(Dataset excerpt)
########
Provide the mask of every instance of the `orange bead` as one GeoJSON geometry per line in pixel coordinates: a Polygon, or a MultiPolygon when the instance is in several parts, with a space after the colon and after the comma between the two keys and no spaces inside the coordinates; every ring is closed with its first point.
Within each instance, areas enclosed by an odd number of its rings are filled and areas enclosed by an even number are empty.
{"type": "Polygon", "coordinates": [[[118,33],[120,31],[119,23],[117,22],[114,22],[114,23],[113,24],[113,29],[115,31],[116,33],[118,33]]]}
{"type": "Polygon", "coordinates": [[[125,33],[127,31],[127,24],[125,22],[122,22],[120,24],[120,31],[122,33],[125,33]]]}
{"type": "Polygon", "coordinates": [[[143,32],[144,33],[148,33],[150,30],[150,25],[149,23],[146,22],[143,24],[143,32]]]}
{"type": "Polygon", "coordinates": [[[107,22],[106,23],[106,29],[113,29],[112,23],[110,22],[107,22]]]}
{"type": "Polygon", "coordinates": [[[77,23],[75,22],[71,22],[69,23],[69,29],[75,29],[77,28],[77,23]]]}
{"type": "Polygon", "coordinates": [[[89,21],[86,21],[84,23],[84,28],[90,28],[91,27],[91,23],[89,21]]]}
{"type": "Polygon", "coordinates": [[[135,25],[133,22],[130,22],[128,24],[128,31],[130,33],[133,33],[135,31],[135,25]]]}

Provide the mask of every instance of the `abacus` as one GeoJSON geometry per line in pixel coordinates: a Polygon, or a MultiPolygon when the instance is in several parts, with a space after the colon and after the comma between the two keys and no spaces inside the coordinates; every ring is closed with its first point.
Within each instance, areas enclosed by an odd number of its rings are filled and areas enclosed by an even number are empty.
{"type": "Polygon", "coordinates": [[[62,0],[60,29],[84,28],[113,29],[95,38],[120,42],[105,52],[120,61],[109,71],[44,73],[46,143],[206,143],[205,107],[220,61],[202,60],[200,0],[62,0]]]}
########
* [SHORT PROBLEM]:
Retype all of the records above, line for line, with no changes.

* [SOLVED PROBLEM]:
Provide the mask of every instance of the `orange bead` as one GeoJSON geometry per line in pixel coordinates: a Polygon, or a MultiPolygon when the instance is in several parts, with a space after the colon and after the comma between the two keys and no spaces inside the coordinates; every ring is closed with its first point.
Within each instance, areas enclosed by an odd number of its rings are filled and areas enclosed by an even number are empty.
{"type": "Polygon", "coordinates": [[[118,33],[120,31],[119,23],[117,22],[114,22],[114,23],[113,24],[113,29],[115,31],[116,33],[118,33]]]}
{"type": "Polygon", "coordinates": [[[125,33],[127,31],[127,24],[125,22],[122,22],[120,24],[120,31],[122,33],[125,33]]]}
{"type": "Polygon", "coordinates": [[[143,32],[144,33],[148,33],[150,30],[150,25],[149,23],[146,22],[143,24],[143,32]]]}
{"type": "Polygon", "coordinates": [[[107,22],[106,23],[106,29],[113,29],[112,23],[110,22],[107,22]]]}
{"type": "Polygon", "coordinates": [[[77,23],[75,22],[71,22],[69,23],[69,29],[75,29],[77,28],[77,23]]]}
{"type": "Polygon", "coordinates": [[[89,21],[86,21],[84,23],[84,28],[90,28],[91,27],[91,23],[89,21]]]}
{"type": "Polygon", "coordinates": [[[135,25],[133,22],[130,22],[128,24],[128,31],[130,33],[133,33],[135,31],[135,25]]]}

Provide the mask of every instance of the `abacus` as one GeoJSON geometry per line in pixel coordinates: a Polygon, or a MultiPolygon when the instance is in several parts, with a space after the colon and after the comma between the two keys and no spaces inside the coordinates; every ring is closed with its first point.
Within each instance, areas enclosed by an odd number of its rings are filled and areas enclosed by an even number are empty.
{"type": "Polygon", "coordinates": [[[62,0],[60,29],[84,28],[113,29],[95,38],[120,42],[105,52],[120,61],[109,71],[44,73],[46,143],[206,143],[205,107],[220,61],[202,60],[200,0],[62,0]]]}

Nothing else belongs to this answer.